**Exercices**
A: D'après le texte cité, de quel mot latin vient le « chaloir » de l'expression « peu m'en chaut » ?
B: Reproduisez le passage du texte cité qui commence par « L'histoire d'un mot, c'est » et va jusqu'à « grand écart ! ».

**Texte cité**
————

Pénurie de carburant :
l'heure de la revanche
pour les puristes ?
L'histoire d'un mot, c'est presque toujours celle de ses dérives. Du sens originel, proche de l'étymologie, aux acceptions dérivées, il y a souvent plus qu'un simple glissement. Parfois même un grand écart !
C'est un exemple ô combien probant que vient tout juste de nous fournir l'actualité. Dépêché auprès des médias pour tenter d'arranger les bidons… d'essence, Olivier Véran — décidément promu homme des crises — n'a-t-il pas promis sans vergogne de réachalander au plus vite les stations-service, là où sévissait une pénurie dont il avait commencé par nier l'existence ? Voilà qui n'aura pas manqué d'étonner ceux de nos lecteurs qui savent, pour l'avoir lu autrefois dans ces mêmes colonnes, que le verbe en question appartient à la famille du chaland (un seul « l », au contraire du célèbre jus de raisin), autrement dit du client « chaud » (c'est le sens du latin calere, à l'origine du chaloir de notre quasi disparu « peu m'en chaut »), lequel a pour bonne habitude de faire toutes ses emplettes chez le même marchand.

————

**Liste**
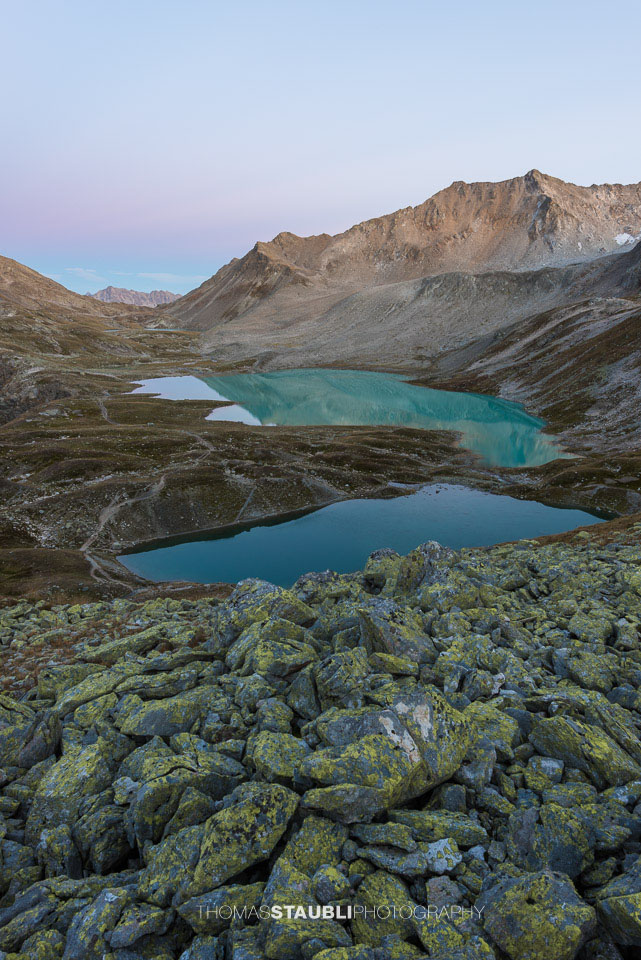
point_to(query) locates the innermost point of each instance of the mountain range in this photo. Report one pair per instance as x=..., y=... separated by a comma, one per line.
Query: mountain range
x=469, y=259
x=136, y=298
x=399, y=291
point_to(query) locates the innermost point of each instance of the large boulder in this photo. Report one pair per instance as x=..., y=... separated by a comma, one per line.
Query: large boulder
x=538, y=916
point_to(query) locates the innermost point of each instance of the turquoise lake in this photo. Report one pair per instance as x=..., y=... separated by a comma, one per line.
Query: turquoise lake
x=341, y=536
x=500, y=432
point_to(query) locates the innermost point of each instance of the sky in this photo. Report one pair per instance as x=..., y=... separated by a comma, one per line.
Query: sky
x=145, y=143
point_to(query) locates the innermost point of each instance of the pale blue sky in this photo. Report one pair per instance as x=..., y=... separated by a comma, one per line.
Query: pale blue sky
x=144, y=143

————

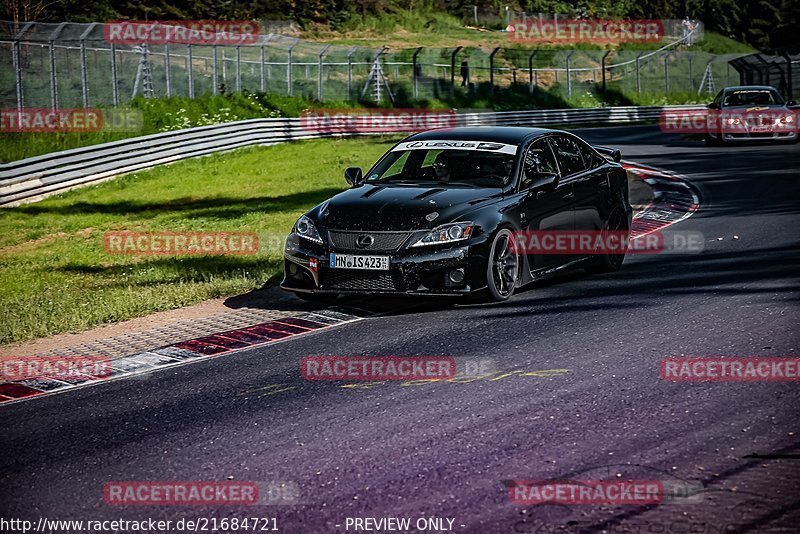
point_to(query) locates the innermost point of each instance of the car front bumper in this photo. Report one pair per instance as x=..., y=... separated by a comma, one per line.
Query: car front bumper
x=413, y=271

————

**Corrigé**
A: Du latin calere.

B:
L'histoire d'un mot, c'est presque toujours celle de ses dérives. Du sens originel, proche de l'étymologie, aux acceptions dérivées, il y a souvent plus qu'un simple glissement. Parfois même un grand écart !